> [What is required] Find how many lines in the listing below include the word "mullion". Give that number only.
• • • • •
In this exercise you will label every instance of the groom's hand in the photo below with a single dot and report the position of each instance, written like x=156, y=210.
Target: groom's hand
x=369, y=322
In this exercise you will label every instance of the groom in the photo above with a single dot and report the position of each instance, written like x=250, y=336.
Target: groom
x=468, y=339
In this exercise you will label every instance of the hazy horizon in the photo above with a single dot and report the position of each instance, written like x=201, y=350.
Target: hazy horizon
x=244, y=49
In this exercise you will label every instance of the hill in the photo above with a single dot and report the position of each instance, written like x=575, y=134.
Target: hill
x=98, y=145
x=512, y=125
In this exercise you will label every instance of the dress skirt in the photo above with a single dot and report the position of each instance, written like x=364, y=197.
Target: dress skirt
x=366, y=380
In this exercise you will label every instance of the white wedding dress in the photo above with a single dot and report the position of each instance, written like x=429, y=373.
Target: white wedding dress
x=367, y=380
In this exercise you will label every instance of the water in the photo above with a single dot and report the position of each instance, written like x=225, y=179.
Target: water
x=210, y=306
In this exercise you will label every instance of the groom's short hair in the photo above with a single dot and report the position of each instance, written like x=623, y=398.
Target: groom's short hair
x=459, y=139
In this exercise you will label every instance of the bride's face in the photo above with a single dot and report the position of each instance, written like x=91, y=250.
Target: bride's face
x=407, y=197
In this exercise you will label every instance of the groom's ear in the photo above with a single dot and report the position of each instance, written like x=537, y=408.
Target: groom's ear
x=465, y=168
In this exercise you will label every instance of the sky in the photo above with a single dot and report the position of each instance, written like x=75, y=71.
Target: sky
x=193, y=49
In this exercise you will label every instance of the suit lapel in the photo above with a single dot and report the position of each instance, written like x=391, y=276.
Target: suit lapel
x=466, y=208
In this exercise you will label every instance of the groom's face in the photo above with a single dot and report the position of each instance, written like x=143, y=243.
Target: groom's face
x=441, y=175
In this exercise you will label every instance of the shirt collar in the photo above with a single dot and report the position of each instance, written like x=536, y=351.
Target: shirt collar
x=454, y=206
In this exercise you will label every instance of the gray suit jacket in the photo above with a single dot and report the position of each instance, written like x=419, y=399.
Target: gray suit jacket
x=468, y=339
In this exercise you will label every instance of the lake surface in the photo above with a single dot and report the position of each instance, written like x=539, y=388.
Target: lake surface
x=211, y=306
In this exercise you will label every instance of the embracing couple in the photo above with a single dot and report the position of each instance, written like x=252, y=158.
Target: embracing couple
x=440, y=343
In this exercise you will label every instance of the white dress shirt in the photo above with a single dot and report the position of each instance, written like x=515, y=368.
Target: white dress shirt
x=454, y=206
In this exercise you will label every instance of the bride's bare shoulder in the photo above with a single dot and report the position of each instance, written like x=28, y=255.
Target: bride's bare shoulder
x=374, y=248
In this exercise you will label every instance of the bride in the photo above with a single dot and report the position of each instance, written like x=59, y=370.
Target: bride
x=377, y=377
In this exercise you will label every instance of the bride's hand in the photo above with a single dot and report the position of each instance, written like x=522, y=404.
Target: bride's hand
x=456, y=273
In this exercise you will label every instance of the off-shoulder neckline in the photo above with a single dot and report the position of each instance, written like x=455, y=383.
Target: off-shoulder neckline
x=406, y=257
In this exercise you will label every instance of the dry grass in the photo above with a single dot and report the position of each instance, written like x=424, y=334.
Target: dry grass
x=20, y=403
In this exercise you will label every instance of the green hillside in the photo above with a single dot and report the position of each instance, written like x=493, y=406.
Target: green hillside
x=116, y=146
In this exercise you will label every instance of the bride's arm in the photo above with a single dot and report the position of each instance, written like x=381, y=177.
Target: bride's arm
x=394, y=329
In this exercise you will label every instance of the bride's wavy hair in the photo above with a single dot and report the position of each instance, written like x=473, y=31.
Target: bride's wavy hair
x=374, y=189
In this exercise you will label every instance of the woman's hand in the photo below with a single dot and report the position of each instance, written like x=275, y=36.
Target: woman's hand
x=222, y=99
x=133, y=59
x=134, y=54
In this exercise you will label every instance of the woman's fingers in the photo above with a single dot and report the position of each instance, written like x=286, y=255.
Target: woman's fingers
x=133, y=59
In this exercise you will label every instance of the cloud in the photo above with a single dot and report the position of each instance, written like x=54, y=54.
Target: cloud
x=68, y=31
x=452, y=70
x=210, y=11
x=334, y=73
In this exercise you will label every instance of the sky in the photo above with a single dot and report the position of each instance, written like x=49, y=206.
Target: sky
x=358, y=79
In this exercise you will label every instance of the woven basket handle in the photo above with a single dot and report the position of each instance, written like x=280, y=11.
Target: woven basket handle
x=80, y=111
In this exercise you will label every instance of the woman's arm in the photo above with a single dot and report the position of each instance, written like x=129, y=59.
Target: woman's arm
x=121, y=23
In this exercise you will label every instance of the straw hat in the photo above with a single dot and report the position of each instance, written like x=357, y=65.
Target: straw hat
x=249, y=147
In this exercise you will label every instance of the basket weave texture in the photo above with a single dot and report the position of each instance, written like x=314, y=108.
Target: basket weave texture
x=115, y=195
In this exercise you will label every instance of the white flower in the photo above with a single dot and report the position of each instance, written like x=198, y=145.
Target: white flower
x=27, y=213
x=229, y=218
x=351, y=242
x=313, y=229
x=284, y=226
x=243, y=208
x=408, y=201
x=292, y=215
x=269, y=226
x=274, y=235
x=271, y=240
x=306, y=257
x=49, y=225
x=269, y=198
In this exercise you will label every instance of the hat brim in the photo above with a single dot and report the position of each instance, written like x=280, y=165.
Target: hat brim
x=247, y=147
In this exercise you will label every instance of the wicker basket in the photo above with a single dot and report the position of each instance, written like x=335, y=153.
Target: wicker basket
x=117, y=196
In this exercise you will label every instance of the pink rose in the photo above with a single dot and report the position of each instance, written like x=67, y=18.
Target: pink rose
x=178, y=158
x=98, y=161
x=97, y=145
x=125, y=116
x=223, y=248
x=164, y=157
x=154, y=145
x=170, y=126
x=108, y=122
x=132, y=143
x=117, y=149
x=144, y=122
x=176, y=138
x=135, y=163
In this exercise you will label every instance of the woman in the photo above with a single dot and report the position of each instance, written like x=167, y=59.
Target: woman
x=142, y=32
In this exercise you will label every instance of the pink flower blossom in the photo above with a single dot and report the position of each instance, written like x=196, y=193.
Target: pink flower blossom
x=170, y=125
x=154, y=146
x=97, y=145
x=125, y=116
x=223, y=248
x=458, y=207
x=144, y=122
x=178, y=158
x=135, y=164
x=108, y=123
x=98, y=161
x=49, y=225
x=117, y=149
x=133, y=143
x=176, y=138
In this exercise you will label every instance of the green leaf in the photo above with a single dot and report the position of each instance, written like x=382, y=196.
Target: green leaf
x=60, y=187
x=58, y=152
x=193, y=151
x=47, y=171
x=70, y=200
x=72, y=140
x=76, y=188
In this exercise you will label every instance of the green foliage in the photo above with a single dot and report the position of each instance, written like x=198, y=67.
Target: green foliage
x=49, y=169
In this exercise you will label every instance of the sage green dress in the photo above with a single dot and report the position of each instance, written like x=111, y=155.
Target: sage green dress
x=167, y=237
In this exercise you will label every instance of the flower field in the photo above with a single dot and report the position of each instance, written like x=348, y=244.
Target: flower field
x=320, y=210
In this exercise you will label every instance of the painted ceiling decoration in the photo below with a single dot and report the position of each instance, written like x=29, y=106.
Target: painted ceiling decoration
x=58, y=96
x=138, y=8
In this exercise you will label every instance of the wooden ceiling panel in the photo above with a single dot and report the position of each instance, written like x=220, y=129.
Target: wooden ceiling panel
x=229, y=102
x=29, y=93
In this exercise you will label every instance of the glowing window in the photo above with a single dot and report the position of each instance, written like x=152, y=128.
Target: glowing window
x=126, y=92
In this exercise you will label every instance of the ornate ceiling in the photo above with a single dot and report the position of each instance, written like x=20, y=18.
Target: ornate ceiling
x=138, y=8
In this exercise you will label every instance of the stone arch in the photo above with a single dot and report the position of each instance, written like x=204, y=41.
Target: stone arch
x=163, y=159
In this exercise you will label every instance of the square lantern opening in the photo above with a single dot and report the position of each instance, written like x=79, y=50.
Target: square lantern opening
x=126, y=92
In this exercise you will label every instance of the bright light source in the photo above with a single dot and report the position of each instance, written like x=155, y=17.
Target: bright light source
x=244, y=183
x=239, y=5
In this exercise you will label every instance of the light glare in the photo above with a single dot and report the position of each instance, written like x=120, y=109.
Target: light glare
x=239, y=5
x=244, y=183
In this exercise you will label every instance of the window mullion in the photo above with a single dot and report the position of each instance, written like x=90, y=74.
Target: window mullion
• • • • •
> [Answer] 2